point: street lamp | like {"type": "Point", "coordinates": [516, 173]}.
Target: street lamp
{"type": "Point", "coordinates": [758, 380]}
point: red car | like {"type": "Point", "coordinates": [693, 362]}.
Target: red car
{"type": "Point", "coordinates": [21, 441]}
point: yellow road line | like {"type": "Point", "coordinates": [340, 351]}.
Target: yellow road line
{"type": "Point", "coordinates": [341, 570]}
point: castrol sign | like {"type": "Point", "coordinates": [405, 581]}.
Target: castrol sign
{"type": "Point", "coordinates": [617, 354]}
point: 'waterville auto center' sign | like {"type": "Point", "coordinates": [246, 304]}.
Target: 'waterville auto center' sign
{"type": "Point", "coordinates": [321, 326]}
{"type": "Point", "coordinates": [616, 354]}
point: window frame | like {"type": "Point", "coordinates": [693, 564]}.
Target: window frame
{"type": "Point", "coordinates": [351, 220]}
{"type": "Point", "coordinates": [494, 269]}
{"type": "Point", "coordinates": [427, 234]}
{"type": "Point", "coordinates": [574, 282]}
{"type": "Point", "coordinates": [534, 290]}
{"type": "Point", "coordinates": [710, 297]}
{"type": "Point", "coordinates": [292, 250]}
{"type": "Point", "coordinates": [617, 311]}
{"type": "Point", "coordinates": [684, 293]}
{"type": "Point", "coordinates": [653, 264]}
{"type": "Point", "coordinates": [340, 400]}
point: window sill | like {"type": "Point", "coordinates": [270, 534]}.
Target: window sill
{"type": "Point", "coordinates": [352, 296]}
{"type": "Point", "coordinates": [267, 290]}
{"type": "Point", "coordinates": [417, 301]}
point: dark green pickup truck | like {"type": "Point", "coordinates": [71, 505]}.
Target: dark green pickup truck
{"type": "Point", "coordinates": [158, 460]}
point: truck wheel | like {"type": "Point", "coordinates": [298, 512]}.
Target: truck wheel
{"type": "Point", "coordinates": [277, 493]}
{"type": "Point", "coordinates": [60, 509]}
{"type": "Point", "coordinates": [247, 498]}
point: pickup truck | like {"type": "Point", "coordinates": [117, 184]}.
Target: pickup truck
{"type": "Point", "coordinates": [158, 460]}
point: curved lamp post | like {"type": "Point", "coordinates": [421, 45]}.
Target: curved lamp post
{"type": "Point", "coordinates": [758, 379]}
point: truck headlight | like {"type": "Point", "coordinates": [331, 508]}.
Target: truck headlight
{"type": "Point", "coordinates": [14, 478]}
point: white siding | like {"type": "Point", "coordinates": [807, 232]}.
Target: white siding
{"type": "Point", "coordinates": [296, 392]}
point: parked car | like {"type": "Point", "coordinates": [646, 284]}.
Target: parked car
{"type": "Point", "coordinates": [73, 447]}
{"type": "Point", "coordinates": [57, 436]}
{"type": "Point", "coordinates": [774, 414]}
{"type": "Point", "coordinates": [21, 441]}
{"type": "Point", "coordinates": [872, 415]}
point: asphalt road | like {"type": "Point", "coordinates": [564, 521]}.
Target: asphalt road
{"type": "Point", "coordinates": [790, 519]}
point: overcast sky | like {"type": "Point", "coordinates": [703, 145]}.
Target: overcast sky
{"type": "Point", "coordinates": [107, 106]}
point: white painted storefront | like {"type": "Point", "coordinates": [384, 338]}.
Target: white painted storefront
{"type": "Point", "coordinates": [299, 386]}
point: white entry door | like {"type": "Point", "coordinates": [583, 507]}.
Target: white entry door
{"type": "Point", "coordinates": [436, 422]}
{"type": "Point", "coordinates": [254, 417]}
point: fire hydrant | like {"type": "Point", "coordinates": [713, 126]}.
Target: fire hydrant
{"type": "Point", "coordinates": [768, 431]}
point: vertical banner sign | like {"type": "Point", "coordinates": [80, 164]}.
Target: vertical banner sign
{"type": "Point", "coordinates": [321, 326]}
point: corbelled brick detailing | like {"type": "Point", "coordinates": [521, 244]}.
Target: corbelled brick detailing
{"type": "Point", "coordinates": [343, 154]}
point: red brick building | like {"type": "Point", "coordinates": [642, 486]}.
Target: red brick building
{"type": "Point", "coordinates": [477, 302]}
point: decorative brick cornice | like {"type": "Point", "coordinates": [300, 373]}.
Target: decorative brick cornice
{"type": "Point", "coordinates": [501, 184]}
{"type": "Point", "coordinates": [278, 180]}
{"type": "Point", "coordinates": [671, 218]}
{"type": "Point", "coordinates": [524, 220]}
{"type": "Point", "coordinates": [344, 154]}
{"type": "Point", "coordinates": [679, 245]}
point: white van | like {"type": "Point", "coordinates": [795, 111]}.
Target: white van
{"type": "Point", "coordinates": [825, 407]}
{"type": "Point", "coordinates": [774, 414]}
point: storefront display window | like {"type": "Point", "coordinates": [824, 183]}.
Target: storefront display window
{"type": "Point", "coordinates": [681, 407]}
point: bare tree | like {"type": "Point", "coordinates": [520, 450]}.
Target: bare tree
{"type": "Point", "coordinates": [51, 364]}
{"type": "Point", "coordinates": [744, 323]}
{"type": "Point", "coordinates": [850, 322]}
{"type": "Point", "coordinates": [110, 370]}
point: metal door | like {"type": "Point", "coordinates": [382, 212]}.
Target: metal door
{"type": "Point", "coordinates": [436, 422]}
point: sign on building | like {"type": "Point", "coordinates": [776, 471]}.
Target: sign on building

----

Your objective: Extract every record. Keep wording exact.

Task response:
point: street lamp | like {"type": "Point", "coordinates": [516, 173]}.
Target: street lamp
{"type": "Point", "coordinates": [758, 380]}
point: red car | like {"type": "Point", "coordinates": [693, 362]}.
Target: red car
{"type": "Point", "coordinates": [21, 441]}
point: yellow road line | like {"type": "Point", "coordinates": [340, 351]}.
Target: yellow road line
{"type": "Point", "coordinates": [341, 570]}
point: castrol sign | like {"type": "Point", "coordinates": [405, 581]}.
Target: castrol sign
{"type": "Point", "coordinates": [617, 354]}
point: 'waterville auto center' sign | like {"type": "Point", "coordinates": [246, 304]}.
Target: 'waterville auto center' sign
{"type": "Point", "coordinates": [321, 326]}
{"type": "Point", "coordinates": [616, 354]}
point: window frame | like {"type": "Point", "coordinates": [693, 564]}.
Target: window frame
{"type": "Point", "coordinates": [351, 220]}
{"type": "Point", "coordinates": [494, 269]}
{"type": "Point", "coordinates": [427, 234]}
{"type": "Point", "coordinates": [574, 282]}
{"type": "Point", "coordinates": [534, 290]}
{"type": "Point", "coordinates": [710, 297]}
{"type": "Point", "coordinates": [292, 250]}
{"type": "Point", "coordinates": [617, 311]}
{"type": "Point", "coordinates": [684, 293]}
{"type": "Point", "coordinates": [653, 264]}
{"type": "Point", "coordinates": [340, 400]}
point: window sill | like {"type": "Point", "coordinates": [270, 534]}.
Target: window sill
{"type": "Point", "coordinates": [352, 296]}
{"type": "Point", "coordinates": [267, 290]}
{"type": "Point", "coordinates": [417, 301]}
point: dark green pickup truck | like {"type": "Point", "coordinates": [71, 505]}.
Target: dark green pickup truck
{"type": "Point", "coordinates": [158, 460]}
point: truck wheel | like {"type": "Point", "coordinates": [298, 512]}.
Target: truck wheel
{"type": "Point", "coordinates": [277, 493]}
{"type": "Point", "coordinates": [60, 509]}
{"type": "Point", "coordinates": [247, 498]}
point: pickup truck | like {"type": "Point", "coordinates": [117, 184]}.
Target: pickup truck
{"type": "Point", "coordinates": [158, 460]}
point: curved lamp post | like {"type": "Point", "coordinates": [421, 45]}.
Target: curved lamp post
{"type": "Point", "coordinates": [758, 379]}
point: truck headlight | like {"type": "Point", "coordinates": [331, 508]}.
Target: truck headlight
{"type": "Point", "coordinates": [14, 478]}
point: white siding | like {"type": "Point", "coordinates": [807, 232]}.
Target: white siding
{"type": "Point", "coordinates": [296, 392]}
point: parked car | like {"type": "Point", "coordinates": [646, 284]}.
Target: parked car
{"type": "Point", "coordinates": [73, 447]}
{"type": "Point", "coordinates": [57, 436]}
{"type": "Point", "coordinates": [774, 414]}
{"type": "Point", "coordinates": [21, 441]}
{"type": "Point", "coordinates": [872, 415]}
point: asphalt road | like {"type": "Point", "coordinates": [564, 521]}.
Target: asphalt road
{"type": "Point", "coordinates": [790, 519]}
point: overcast sky | like {"type": "Point", "coordinates": [703, 145]}.
Target: overcast sky
{"type": "Point", "coordinates": [107, 106]}
point: white painted storefront | like {"type": "Point", "coordinates": [384, 338]}.
Target: white painted storefront
{"type": "Point", "coordinates": [299, 386]}
point: white entry door | like {"type": "Point", "coordinates": [583, 507]}.
Target: white entry door
{"type": "Point", "coordinates": [436, 422]}
{"type": "Point", "coordinates": [254, 417]}
point: fire hydrant | like {"type": "Point", "coordinates": [713, 126]}.
Target: fire hydrant
{"type": "Point", "coordinates": [768, 431]}
point: vertical banner sign | like {"type": "Point", "coordinates": [80, 164]}.
Target: vertical banner sign
{"type": "Point", "coordinates": [321, 326]}
point: corbelled brick detailing | like {"type": "Point", "coordinates": [521, 244]}.
Target: corbelled brick detailing
{"type": "Point", "coordinates": [343, 154]}
point: red brick building | like {"type": "Point", "coordinates": [642, 486]}.
Target: red brick building
{"type": "Point", "coordinates": [477, 302]}
point: decorative brick cornice | like {"type": "Point", "coordinates": [300, 373]}.
Target: decorative brick cornice
{"type": "Point", "coordinates": [501, 184]}
{"type": "Point", "coordinates": [278, 180]}
{"type": "Point", "coordinates": [671, 218]}
{"type": "Point", "coordinates": [524, 220]}
{"type": "Point", "coordinates": [344, 154]}
{"type": "Point", "coordinates": [679, 245]}
point: white van | like {"type": "Point", "coordinates": [795, 111]}.
Target: white van
{"type": "Point", "coordinates": [825, 407]}
{"type": "Point", "coordinates": [774, 414]}
point: storefront display window | like {"type": "Point", "coordinates": [824, 183]}.
Target: storefront display window
{"type": "Point", "coordinates": [681, 407]}
point: bare tree | like {"type": "Point", "coordinates": [520, 450]}.
Target: bare tree
{"type": "Point", "coordinates": [51, 364]}
{"type": "Point", "coordinates": [744, 323]}
{"type": "Point", "coordinates": [850, 322]}
{"type": "Point", "coordinates": [110, 370]}
point: metal door | like {"type": "Point", "coordinates": [382, 212]}.
Target: metal door
{"type": "Point", "coordinates": [436, 422]}
point: sign on building | like {"type": "Point", "coordinates": [776, 471]}.
Target: sign on building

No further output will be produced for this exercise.